### PASSAGE GIVEN
=-=-=
Bill Bonner, "American Hegemon"

"American Hegemon"
War, inflation and other familiar signs on the road to ruin...
By Bill Bonner and Joel Bowman

Buenos Aires, Argentina - "For the past 30 years, the American hegemonic project has proved both unsustainably expensive and strategically illusory." ~ The 2018 "National Defense Strategy: Continuity and Competition"

"We arrived in Buenos Aires this morning. Population: 3 million. Temperature: about 75 degrees. Inflation rate: 99%/yr. How can you live well when prices double every 12 months? We’re going to find out.

Meanwhile, we’re working our way through recent headlines, trying to see where we might be headed. We believe they point to a ‘cluster’ of catastrophes… financial, economic, political and social. The money disaster is obvious. Americans owe too much money, in debts contracted at very low interest rates. As rates rise – which they must, both in response to and opposition to inflation – trillions of dollars’ worth of debt will have to be written off or inflated away. The other disasters are less obvious. It’s one of those that we look at today.

Top Dogs: Empires don’t act like normal countries. They are the alpha male of nations. Or, as Madeleine Albright put it, they are the “indispensable nation.” Like the lead dog on a sled team, they dominate other dogs – by force – and fight off rivals. But as they age, they become vulnerable. It is just a matter of time before the pack turns on them.
=-=-=
(Point-annotation data)
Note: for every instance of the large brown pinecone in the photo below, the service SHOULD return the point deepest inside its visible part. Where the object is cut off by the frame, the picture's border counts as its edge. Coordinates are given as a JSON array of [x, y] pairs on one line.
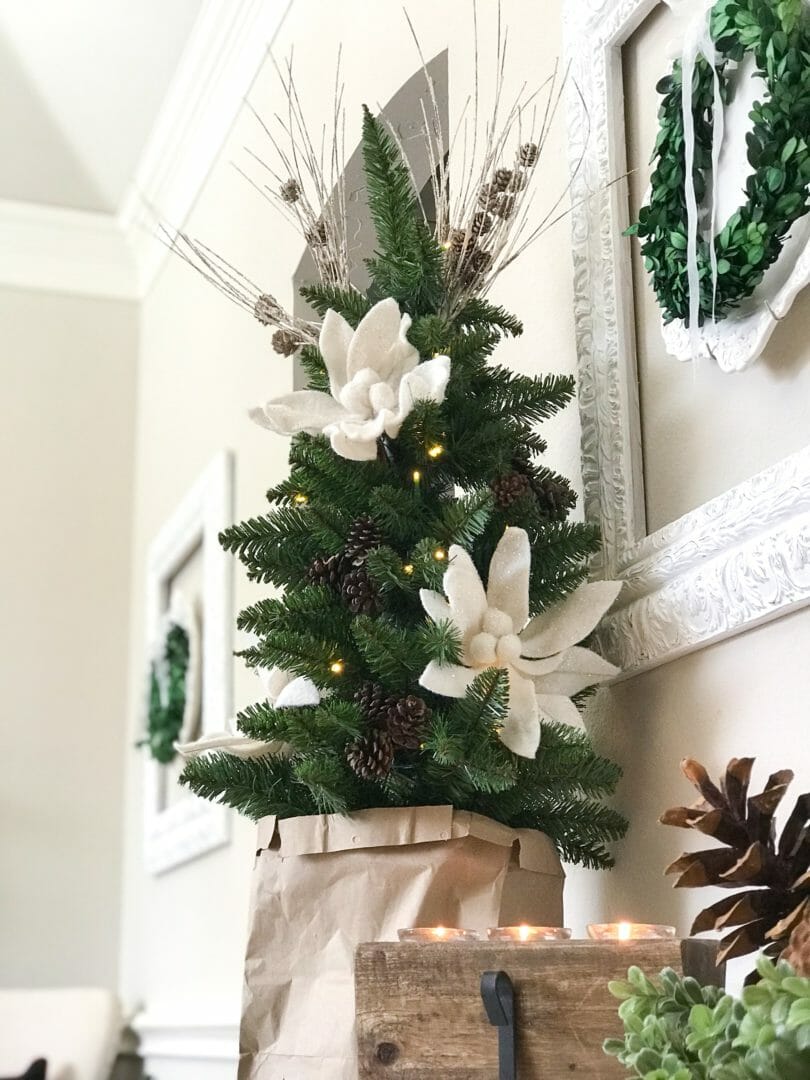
[[405, 721], [554, 496], [797, 953], [375, 703], [509, 488], [364, 536], [372, 755], [361, 592], [327, 570], [773, 876]]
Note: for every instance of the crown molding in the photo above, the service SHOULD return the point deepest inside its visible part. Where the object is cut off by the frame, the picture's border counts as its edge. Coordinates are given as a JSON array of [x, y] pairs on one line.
[[117, 255], [224, 54], [65, 251]]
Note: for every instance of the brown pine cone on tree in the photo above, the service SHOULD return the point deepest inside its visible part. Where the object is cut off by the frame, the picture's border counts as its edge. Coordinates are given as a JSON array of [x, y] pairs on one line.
[[372, 756], [327, 570], [555, 497], [364, 536], [375, 703], [502, 178], [406, 720], [773, 876], [360, 592], [797, 953], [509, 488]]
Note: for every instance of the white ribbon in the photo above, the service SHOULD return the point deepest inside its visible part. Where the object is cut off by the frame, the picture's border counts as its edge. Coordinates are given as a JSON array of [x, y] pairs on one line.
[[698, 42]]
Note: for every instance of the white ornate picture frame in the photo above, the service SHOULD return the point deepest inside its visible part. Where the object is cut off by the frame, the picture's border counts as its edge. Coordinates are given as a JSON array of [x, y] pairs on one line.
=-=-=
### GIVEN TASK
Carry the essay on American hegemony forward from its final sentence.

### TASK OUTPUT
Empires age too. They ‘over-stretch.’ They get involved in too many battles...and spend too much money. Then, war and inflation, like age and infirmity, do their work…As reported yesterday, the best recent advice on the war in the Ukraine came from an unlikely source: Mr. Donald Trump. It was he who proposed (before the Deep State insiders got him back on the leash) that the US leave NATO…and it was he who just followed up by suggesting that we should say ‘no’ to requests for more military aid to the Ukraine.

Alas, Mr. Trump is as unreliable to his friends as to his enemies. Now, he claims he saved NATO: “I hope everyone is able to remember that it was me, as President of the United States, that got delinquent NATO members to start paying their dues, which amounted to hundreds of billions of dollars,” Trump wrote in a statement released Monday. “There would be no NATO if I didn’t act strongly and swiftly.”

So, let us leave Mr. Trump and turn to more constant sources. George Washington in his 1796 farewell address warned against ‘foreign entanglements:” "Against the insidious wiles of foreign influence... the jealousy of a free people ought to be constantly awake, since history and experience prove that foreign influence is one of the most baneful foes of republican government."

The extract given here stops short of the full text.